• [What is expected]:
Repeat the entries beneath in their entirety, precisely as given.

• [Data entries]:
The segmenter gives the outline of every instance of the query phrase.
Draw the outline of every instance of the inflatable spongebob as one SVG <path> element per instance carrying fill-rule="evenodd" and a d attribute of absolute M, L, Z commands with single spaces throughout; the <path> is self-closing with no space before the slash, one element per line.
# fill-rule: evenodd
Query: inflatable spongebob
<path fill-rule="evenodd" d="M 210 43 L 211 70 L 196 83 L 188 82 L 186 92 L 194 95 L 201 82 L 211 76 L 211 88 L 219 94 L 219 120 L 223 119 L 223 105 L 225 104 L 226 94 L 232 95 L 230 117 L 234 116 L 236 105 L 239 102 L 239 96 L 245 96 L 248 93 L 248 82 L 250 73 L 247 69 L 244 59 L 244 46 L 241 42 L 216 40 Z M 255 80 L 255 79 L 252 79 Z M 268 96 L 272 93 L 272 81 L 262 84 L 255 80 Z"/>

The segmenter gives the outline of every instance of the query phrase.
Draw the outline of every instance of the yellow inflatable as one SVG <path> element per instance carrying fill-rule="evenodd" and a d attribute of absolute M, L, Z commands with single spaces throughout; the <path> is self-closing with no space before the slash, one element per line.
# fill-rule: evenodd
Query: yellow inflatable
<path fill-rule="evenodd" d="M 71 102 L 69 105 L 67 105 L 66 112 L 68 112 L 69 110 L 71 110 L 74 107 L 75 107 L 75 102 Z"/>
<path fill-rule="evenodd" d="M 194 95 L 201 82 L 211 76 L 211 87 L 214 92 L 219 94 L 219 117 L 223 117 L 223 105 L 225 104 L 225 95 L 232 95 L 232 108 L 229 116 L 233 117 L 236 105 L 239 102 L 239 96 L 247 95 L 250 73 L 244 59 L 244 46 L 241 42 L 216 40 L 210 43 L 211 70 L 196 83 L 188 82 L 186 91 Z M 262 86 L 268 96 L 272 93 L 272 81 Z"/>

• [The answer]:
The segmenter gives the outline of every instance of the query phrase.
Draw the outline of every instance of the inflatable spongebob as one SVG <path> element per instance carrying fill-rule="evenodd" and a d attribute of absolute M, L, Z commands with single spaces throughout; the <path> is self-closing with no space before the slash, one element per line.
# fill-rule: evenodd
Query: inflatable spongebob
<path fill-rule="evenodd" d="M 210 43 L 211 70 L 196 83 L 188 82 L 186 92 L 194 95 L 201 82 L 211 76 L 211 88 L 219 94 L 219 120 L 223 119 L 223 105 L 225 104 L 226 94 L 232 95 L 230 117 L 234 116 L 236 105 L 239 102 L 239 96 L 245 96 L 248 93 L 248 82 L 250 73 L 247 69 L 244 59 L 244 46 L 241 42 L 216 40 Z M 255 80 L 255 79 L 252 79 Z M 268 96 L 272 93 L 272 81 L 262 84 L 255 80 Z"/>

The segmenter gives the outline of every instance of the query phrase.
Draw the outline of every instance of the yellow inflatable as one SVG <path> element per instance carrying fill-rule="evenodd" and a d attribute of absolute M, L, Z commands with single spaces throughout; the <path> is self-closing with no space before the slash, one element per line.
# fill-rule: evenodd
Query: yellow inflatable
<path fill-rule="evenodd" d="M 71 102 L 69 105 L 67 105 L 66 112 L 68 112 L 69 110 L 71 110 L 74 107 L 75 107 L 75 102 Z"/>
<path fill-rule="evenodd" d="M 194 95 L 201 82 L 211 76 L 211 87 L 214 92 L 219 94 L 219 117 L 223 117 L 223 105 L 225 104 L 225 95 L 232 95 L 232 108 L 229 116 L 233 117 L 236 105 L 239 102 L 239 96 L 247 95 L 250 73 L 244 59 L 244 46 L 241 42 L 216 40 L 210 43 L 211 70 L 196 83 L 188 82 L 186 91 Z M 262 86 L 268 96 L 272 93 L 272 81 Z"/>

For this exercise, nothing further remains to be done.